[Text excerpt — start]
In conclusion, African Americans have a 51% greater prevalence of obesity than NHWs.123 Nearly 40% of African American women are obese, followed by Hispanics (29%), and NHWs (22%).123 Thus, as obesity rates among Hispanics and African Americans continue to rise, there is an urgent need to identify the role that both obesity and adult weight gain play in the development of breast cancer in these minorities. Studies consisting predominantly of NHW women have demonstrated that obesity is associated with an increased risk of postmenopausal breast cancer15, 46, 49, 51, 53, 58-62, 64-70 and a reduced risk of premenopausal breast cancer.15-17, 44-49, 53-57 There also is evidence of effect modification by HRT, because a strong positive association between obesity and postmenopausal breast cancer has been observed in non-HRT users, but not in ever-HRT users or current-HRT users.15, 17, 68, 71, 76 Weight gain during adulthood is associated consistently with an increased risk of postmenopausal breast cancer, regardless of study design.17, 68, 71, 74, 75, 80-86 In the recently released report by the World Cancer Research Fund/American Institute for Cancer Research, body fatness as measured by BMI was identified as a probable risk-reducing factor for premenopausal breast cancer and a convincing cause of postmenopausal breast cancer.124 Furthermore, weight gain during adulthood was identified as a probable cause of postmenopausal breast cancer.124 That systematic review did not stratify by race/ethnicity, but most studies were comprised primarily of NHW women.
[Text excerpt — finish]
Task to carry out –
Copy out the text on obesity, adult weight gain, and breast cancer risk word for word.
[Source data — start]
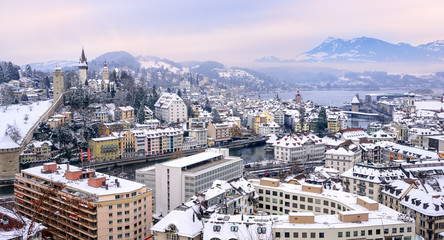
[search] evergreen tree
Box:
[137,108,145,124]
[316,107,328,135]
[211,109,222,123]
[111,85,116,98]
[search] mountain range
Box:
[256,37,444,63]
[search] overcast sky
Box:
[0,0,444,65]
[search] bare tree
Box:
[0,84,14,111]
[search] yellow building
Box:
[88,137,119,162]
[253,111,274,134]
[327,117,341,132]
[294,121,310,132]
[94,112,109,122]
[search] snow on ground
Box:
[139,60,181,74]
[0,100,52,148]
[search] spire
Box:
[80,46,87,63]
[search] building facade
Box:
[14,163,152,240]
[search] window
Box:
[213,225,220,232]
[257,227,267,234]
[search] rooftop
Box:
[22,164,146,196]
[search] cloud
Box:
[0,0,444,67]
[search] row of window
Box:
[275,227,412,240]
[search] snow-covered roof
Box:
[341,164,407,183]
[0,100,52,149]
[0,206,46,240]
[154,93,183,108]
[163,152,223,168]
[400,188,444,216]
[273,133,324,148]
[151,206,203,238]
[350,95,360,104]
[22,164,146,196]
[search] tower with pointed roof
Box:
[52,67,65,101]
[350,95,360,112]
[295,90,302,104]
[79,47,88,85]
[102,60,109,81]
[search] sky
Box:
[0,0,444,66]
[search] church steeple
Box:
[80,46,88,65]
[79,46,88,85]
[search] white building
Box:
[154,93,188,123]
[273,133,325,162]
[136,149,243,215]
[325,141,362,174]
[259,122,281,136]
[341,163,407,201]
[188,127,207,148]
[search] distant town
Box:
[0,48,444,240]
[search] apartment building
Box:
[325,140,362,174]
[154,93,188,123]
[341,163,407,201]
[114,106,134,122]
[188,127,208,148]
[243,178,415,240]
[14,163,152,240]
[207,122,231,144]
[136,149,243,214]
[382,180,444,239]
[273,133,325,162]
[20,141,52,163]
[88,137,120,162]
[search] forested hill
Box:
[0,61,20,83]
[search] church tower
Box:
[52,67,65,101]
[102,61,109,82]
[79,47,88,85]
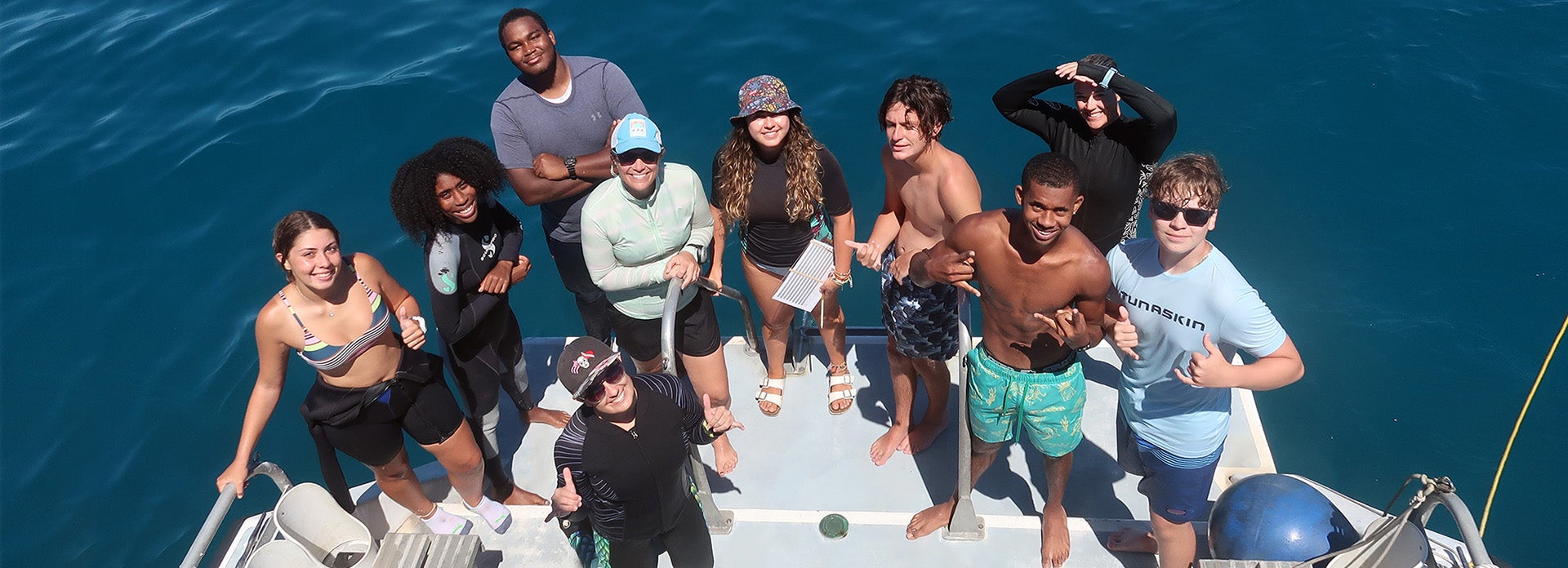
[Source data — finish]
Completed exercise –
In conclusion, African Americans have a 51% greater prevalence of obesity than NHWs.123 Nearly 40% of African American women are obese, followed by Hispanics (29%), and NHWs (22%).123 Thus, as obesity rates among Hispanics and African Americans continue to rise, there is an urgent need to identify the role that both obesity and adult weight gain play in the development of breast cancer in these minorities. Studies consisting predominantly of NHW women have demonstrated that obesity is associated with an increased risk of postmenopausal breast cancer15, 46, 49, 51, 53, 58-62, 64-70 and a reduced risk of premenopausal breast cancer.15-17, 44-49, 53-57 There also is evidence of effect modification by HRT, because a strong positive association between obesity and postmenopausal breast cancer has been observed in non-HRT users, but not in ever-HRT users or current-HRT users.15, 17, 68, 71, 76 Weight gain during adulthood is associated consistently with an increased risk of postmenopausal breast cancer, regardless of study design.17, 68, 71, 74, 75, 80-86 In the recently released report by the World Cancer Research Fund/American Institute for Cancer Research, body fatness as measured by BMI was identified as a probable risk-reducing factor for premenopausal breast cancer and a convincing cause of postmenopausal breast cancer.124 Furthermore, weight gain during adulthood was identified as a probable cause of postmenopausal breast cancer.124 That systematic review did not stratify by race/ethnicity, but most studies were comprised primarily of NHW women.